Data section start

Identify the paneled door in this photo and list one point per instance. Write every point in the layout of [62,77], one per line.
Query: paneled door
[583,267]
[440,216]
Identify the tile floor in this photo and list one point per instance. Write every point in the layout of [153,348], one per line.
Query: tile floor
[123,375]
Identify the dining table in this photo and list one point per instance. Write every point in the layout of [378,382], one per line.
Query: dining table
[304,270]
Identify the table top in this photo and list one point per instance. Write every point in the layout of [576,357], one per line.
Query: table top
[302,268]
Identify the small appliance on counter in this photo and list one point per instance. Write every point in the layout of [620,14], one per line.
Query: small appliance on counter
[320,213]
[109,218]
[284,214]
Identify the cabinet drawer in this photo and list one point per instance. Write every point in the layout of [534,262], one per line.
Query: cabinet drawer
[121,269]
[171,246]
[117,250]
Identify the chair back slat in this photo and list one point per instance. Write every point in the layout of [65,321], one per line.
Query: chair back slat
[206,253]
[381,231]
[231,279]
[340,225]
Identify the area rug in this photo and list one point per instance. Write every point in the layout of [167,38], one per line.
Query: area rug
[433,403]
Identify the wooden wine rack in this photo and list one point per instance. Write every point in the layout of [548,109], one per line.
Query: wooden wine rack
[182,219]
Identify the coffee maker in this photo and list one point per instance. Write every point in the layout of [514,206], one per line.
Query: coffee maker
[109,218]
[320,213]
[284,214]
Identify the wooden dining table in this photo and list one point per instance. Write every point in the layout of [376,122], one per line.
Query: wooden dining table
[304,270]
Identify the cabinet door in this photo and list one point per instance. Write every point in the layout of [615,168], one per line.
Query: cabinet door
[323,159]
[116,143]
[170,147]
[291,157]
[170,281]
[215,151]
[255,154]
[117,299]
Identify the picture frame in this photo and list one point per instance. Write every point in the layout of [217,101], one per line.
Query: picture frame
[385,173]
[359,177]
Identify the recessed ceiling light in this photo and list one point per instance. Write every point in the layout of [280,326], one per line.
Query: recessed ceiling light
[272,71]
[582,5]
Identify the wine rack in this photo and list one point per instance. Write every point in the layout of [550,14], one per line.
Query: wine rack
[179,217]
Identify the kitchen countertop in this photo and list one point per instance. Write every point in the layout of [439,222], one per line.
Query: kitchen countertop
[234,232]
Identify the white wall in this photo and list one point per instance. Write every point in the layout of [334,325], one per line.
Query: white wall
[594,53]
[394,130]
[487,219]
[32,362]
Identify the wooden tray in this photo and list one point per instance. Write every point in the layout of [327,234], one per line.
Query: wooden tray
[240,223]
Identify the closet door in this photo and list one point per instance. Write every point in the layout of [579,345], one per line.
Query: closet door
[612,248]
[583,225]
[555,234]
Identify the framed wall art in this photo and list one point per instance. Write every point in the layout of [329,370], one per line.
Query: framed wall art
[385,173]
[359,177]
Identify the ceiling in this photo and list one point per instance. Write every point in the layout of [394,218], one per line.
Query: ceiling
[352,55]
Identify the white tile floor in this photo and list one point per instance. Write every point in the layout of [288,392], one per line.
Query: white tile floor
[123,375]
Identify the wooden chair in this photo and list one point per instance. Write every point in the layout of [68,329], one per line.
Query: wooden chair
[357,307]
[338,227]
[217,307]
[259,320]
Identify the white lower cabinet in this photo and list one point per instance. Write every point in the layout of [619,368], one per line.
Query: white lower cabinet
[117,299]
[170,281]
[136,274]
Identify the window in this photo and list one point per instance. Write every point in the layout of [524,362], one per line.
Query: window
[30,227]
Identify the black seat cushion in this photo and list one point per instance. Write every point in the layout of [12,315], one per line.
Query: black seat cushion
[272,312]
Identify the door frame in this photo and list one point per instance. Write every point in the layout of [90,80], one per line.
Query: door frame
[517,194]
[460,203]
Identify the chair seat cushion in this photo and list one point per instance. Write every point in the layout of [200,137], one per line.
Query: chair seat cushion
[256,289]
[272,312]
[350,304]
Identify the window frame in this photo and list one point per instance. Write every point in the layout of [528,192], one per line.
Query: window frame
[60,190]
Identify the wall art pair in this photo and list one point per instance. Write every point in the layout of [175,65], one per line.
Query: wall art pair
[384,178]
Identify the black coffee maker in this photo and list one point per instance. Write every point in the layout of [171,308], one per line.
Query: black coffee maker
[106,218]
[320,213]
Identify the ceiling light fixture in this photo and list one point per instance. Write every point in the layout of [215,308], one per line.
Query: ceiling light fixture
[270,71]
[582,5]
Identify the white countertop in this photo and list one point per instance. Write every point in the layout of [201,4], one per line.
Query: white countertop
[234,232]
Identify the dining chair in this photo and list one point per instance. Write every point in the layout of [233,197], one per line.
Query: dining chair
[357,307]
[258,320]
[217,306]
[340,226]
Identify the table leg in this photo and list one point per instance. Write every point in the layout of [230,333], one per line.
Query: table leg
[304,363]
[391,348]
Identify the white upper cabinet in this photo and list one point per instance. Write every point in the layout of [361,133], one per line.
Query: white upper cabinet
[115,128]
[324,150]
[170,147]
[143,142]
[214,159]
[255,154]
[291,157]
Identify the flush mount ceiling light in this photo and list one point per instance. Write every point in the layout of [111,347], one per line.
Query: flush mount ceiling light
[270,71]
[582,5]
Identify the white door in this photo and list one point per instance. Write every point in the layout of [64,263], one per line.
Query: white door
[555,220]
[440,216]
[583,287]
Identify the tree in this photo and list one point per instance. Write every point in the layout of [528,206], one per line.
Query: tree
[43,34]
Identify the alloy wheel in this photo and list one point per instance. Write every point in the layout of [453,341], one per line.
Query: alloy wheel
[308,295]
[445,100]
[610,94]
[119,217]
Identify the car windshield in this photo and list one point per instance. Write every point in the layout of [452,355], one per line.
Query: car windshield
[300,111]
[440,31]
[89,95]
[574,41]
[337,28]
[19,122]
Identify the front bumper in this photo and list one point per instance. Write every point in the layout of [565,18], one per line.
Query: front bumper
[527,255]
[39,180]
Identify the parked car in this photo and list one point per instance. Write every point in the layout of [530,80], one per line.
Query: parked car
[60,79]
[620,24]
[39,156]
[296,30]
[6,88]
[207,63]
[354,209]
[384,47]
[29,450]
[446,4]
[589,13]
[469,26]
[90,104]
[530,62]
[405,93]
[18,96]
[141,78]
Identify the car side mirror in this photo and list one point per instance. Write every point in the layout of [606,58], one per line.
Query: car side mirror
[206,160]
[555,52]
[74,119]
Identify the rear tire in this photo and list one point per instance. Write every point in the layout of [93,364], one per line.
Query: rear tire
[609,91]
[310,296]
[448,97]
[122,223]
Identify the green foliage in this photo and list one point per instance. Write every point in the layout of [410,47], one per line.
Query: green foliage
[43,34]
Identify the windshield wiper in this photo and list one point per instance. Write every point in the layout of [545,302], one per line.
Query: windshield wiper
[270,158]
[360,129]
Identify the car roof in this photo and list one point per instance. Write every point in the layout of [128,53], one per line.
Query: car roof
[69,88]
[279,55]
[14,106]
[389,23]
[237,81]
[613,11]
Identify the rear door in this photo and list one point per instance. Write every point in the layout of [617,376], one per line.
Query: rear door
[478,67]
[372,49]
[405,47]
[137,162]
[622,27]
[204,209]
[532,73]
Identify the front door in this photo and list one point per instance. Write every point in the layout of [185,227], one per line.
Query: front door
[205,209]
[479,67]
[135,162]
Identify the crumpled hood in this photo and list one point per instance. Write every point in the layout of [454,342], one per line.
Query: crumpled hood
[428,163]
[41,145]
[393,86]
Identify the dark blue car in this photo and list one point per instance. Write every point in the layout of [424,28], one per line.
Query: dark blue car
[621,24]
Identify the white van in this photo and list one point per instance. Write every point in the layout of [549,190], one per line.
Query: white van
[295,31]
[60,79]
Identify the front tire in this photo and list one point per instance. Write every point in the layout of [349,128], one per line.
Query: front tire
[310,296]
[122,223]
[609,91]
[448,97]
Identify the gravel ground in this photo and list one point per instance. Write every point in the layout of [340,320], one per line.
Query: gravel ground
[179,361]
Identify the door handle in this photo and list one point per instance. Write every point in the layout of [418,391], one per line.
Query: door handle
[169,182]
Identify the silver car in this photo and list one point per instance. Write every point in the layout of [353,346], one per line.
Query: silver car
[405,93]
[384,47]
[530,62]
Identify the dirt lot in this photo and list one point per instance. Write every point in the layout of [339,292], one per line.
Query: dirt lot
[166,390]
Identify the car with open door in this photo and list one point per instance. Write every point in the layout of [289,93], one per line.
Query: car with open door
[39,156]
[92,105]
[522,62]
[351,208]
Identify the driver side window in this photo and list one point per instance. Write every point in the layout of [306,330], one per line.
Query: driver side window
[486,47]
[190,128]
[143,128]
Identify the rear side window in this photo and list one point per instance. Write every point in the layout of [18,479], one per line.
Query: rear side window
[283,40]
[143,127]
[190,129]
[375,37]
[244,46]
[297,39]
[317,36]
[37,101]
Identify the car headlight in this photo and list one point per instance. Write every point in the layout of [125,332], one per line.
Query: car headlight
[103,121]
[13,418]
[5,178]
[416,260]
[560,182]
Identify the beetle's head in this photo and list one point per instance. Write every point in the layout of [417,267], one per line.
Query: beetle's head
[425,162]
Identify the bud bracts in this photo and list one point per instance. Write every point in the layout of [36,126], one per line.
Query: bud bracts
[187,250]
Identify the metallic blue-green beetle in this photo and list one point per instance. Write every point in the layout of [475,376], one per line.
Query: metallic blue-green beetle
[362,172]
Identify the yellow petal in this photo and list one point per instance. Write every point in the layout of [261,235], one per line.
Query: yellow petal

Data section end

■ What needs to be done: All lines from the line containing "Identify the door handle" through the end of the listing above are to be duplicated exactly; include both ends and nothing further.

■ The completed task:
Identify the door handle in this photo and list one point per instance. Write every point in the layout of [418,391], one per line.
Query: door handle
[169,182]
Identify the silver car in this photo and list one point per instance. Write every point in the layout of [353,346], one per line.
Query: silver car
[405,93]
[384,47]
[530,62]
Identify the dirt lot in this photo and list one point per instance. Write every point in the layout of [339,292], one per line.
Query: dirt lot
[166,390]
Identify the car with open door in this photo and list one point per instance. Write every point in the layout of [289,93], one per line.
Query: car with open door
[39,156]
[92,105]
[522,62]
[351,208]
Identify the driver side window in this photo and list one point per instance. Write every point in the layout of [306,330], one per line.
Query: driver side window
[486,47]
[190,128]
[143,128]
Identify the rear side window in this photo and list one point per instance. Write every point in the layout of [18,479], one per line.
Query: rear side window
[283,40]
[143,127]
[190,129]
[375,37]
[244,46]
[297,39]
[317,36]
[37,101]
Identify the car headlight in this photo and list one point per instance. Write every point in the layout of [125,332], one per line.
Query: car headlight
[103,121]
[13,418]
[5,178]
[416,260]
[560,182]
Identify the beetle's head in this photo and list one point per instance. Write every point in the layout of [417,267], one per line.
Query: beetle's head
[425,162]
Identify the bud bracts in this photo and list one point per instance. Write every point in the layout of [36,126], one per line.
Query: bud bracts
[187,250]
Identify the metallic blue-green beetle in this photo and list one point per instance. Write every point in the layout of [475,376], one per line.
Query: metallic blue-green beetle
[362,172]
Identify the yellow petal in this photo and list one point per instance. Write every point in the layout of [261,235], one per line.
Query: yellow petal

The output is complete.